▶ _Exercise task 1_
Reproduce the part of the passage on brokers from "Brokers play important" to "different world regions.", swapping "intermediation" for "brokerage".

─── Extract provided

Brokers under scrutiny: investigating practices of intermediation in a globalising world

Brokers play important roles as intermediaries and facilitators in a wide range of settings. Their work of intermediation involves processes of translation, mediation and interpretation between distinct social worlds. This project, in a unique and innovative way, takes a comparative look at the work of brokers and at processes of intermediation in and between different socio-political and cultural settings and different world regions.

Brokers are highly mobile figures, in a physical and an ideational sense. Situated between different social worlds they channel scarce information in order to translate and negotiate between them. Brokers connect the local with the global – be it the transnational world of trade, development, peacebuilding, activism, unauthorised migration or other manifestations of the global. They dwell in intermediate settings where frictional relations evolve in predictable and unpredictable ways. Whereas the local is where anthropologists usually conduct their fieldwork, this project seeks to shed light on individuals that create connections and intersections between known and unknown spaces and parties. Why do brokers inhabit these in-between spaces? What factors/conditions/interests enabled them to occupy such a strategic position? What means and languages do they use? How are they perceived by others?

──────

▶ _Exercise task 2_
From the rows below, copy word for word the lines from the line with "Provide the mask of every instance of the small" to the line with "M 176 56 L 177". Leave any pictures out.

─── Exercise material

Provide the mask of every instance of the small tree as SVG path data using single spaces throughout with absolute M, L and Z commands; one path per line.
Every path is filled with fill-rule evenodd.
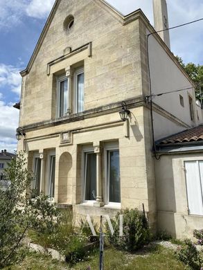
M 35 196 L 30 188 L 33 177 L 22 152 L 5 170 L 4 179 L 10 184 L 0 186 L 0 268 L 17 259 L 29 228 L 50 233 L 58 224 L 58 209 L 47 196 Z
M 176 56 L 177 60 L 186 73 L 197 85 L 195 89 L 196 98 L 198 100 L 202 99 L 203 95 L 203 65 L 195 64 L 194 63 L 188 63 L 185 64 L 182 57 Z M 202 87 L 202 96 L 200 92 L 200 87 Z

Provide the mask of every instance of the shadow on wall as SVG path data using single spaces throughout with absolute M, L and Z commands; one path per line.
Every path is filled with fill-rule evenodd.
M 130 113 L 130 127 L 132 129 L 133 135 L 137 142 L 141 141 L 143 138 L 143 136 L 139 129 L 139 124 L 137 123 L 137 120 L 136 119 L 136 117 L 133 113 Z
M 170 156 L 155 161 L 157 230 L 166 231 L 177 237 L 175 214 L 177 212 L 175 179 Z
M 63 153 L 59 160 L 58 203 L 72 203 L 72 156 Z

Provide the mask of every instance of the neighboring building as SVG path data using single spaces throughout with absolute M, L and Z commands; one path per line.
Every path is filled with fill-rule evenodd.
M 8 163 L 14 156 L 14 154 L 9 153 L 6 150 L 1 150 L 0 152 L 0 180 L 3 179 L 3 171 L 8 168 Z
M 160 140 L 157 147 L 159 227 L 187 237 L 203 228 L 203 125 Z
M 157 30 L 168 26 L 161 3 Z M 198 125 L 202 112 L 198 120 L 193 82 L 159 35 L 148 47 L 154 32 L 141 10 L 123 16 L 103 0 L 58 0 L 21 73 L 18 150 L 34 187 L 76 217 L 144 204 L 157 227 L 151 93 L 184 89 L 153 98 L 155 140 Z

──────
─── Exercise material

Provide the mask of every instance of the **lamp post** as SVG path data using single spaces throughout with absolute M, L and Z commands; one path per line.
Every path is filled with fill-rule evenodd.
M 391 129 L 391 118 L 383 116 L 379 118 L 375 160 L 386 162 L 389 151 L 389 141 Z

──────
─── Exercise material

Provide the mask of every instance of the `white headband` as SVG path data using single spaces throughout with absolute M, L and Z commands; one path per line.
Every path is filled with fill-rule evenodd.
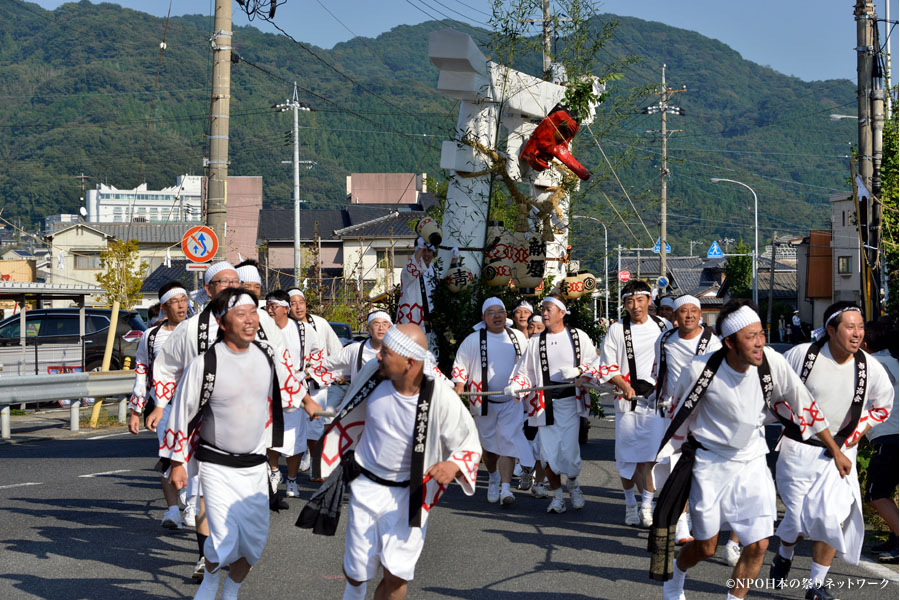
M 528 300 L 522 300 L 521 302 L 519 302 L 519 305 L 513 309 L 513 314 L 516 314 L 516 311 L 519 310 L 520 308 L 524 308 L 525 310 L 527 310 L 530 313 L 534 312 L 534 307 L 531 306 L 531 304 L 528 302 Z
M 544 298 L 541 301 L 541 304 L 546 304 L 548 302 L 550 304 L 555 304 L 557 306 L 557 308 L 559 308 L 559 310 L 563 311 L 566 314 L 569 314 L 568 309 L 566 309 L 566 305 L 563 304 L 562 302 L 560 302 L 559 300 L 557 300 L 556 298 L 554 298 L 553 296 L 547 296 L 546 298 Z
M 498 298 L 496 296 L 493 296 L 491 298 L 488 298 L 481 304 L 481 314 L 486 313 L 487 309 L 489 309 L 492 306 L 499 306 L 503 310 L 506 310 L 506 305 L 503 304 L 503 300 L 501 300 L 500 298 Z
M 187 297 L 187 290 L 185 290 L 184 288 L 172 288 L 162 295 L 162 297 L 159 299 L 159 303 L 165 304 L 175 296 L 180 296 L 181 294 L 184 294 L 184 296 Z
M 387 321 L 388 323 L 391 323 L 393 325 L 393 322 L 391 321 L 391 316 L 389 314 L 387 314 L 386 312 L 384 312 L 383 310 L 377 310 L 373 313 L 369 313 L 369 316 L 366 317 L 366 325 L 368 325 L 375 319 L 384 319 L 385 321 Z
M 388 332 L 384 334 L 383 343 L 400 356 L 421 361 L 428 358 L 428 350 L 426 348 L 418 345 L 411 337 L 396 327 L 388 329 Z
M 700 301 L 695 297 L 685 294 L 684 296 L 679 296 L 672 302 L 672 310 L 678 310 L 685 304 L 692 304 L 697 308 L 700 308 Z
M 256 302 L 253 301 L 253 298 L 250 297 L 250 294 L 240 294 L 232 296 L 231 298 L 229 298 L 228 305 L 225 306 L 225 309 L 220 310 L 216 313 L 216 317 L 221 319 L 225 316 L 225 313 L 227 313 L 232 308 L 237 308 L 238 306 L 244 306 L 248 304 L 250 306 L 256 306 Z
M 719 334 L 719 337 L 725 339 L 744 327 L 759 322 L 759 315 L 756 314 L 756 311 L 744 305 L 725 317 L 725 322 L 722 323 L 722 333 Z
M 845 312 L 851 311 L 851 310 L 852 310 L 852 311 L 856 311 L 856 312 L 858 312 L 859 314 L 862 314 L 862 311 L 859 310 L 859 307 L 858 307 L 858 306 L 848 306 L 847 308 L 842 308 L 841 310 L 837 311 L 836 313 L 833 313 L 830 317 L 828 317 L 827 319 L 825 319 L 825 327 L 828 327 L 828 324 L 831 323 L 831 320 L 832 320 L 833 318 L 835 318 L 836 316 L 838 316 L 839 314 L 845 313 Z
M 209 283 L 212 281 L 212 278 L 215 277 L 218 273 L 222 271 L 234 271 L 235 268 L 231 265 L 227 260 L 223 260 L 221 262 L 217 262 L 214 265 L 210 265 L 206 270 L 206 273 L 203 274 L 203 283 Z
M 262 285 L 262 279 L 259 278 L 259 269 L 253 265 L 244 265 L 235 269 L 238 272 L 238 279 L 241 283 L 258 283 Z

──────

▶ _Task result 1_
Brokers play important roles as intermediaries and facilitators in a wide range of settings. Their work of brokerage involves processes of translation, mediation and interpretation between distinct social worlds. This project, in a unique and innovative way, takes a comparative look at the work of brokers and at processes of brokerage in and between different socio-political and cultural settings and different world regions.

▶ _Task result 2_
Provide the mask of every instance of the small tree as SVG path data using single spaces throughout with absolute M, L and Z commands; one path per line.
Every path is filled with fill-rule evenodd.
M 35 196 L 30 188 L 33 177 L 22 152 L 5 170 L 4 179 L 10 184 L 0 186 L 0 268 L 17 259 L 29 228 L 50 233 L 58 224 L 58 209 L 47 196 Z
M 176 56 L 177 60 L 186 73 L 197 85 L 195 89 L 196 98 L 198 100 L 202 99 L 203 95 L 203 65 L 195 64 L 194 63 L 188 63 L 185 64 L 182 57 Z M 202 87 L 202 96 L 200 92 L 200 87 Z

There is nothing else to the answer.